-- TASK DESCRIPTION --
Which lines in the entries below contain the word "white"? Gather each one and copy it out in full.

____

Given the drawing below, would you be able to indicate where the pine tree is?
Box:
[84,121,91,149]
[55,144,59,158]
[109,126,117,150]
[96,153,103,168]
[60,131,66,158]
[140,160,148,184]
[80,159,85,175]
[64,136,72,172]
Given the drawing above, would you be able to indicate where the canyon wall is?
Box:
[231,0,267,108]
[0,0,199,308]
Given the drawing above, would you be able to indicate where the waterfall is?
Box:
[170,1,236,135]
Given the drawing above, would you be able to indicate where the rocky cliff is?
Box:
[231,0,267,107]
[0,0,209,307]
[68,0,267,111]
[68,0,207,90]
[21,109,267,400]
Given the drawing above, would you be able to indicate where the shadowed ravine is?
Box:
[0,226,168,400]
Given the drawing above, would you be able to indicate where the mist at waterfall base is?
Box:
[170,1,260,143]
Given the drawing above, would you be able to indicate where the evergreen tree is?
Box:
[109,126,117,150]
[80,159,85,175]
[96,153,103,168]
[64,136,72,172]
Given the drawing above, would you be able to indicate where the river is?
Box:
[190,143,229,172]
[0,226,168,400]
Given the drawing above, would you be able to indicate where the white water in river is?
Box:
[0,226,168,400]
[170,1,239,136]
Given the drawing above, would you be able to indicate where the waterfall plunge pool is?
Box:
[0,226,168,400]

____

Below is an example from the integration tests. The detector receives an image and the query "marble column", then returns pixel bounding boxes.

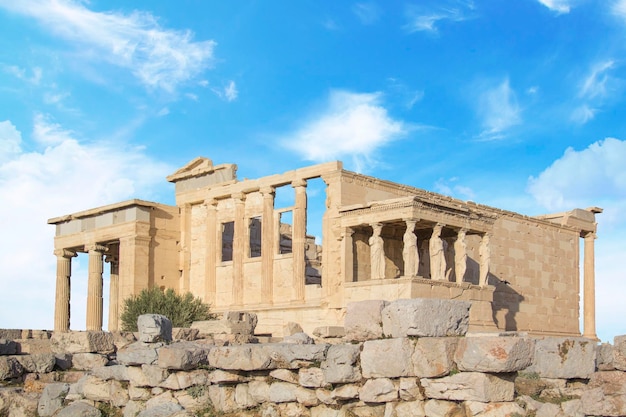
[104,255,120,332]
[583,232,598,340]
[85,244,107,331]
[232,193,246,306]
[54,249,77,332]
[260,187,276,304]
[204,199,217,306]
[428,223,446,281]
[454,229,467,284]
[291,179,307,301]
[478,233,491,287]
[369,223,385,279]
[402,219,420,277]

____

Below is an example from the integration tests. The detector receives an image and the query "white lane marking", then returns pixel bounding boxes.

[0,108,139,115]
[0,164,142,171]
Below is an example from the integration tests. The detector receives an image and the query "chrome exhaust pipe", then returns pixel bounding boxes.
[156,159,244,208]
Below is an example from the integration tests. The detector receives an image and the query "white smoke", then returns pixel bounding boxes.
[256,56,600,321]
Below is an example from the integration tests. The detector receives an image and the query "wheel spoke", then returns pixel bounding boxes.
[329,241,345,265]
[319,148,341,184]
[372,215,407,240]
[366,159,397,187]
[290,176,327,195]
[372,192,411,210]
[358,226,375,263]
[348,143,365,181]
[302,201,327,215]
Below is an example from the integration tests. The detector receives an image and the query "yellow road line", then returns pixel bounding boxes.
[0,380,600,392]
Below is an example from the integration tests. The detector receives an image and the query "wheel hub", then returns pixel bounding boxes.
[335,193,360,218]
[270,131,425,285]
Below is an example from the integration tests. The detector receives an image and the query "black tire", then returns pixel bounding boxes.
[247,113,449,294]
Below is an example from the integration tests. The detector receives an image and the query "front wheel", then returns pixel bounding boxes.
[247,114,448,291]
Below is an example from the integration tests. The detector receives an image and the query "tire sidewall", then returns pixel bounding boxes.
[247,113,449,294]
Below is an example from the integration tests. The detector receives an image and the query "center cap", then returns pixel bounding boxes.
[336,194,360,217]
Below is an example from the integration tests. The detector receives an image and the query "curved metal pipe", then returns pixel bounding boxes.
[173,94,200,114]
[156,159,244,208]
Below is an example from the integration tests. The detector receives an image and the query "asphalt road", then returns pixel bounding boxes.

____

-- TASK SOLUTION --
Given the drawing above, would you be able to indicate where the white water in river is?
Below is an example from the integration tests. The detector receives an image and the query "white lane marking", then returns pixel bounding boxes.
Below is an example from the integration tests. The detector receives an image and the query "white smoke", then returns pixel bounding boxes.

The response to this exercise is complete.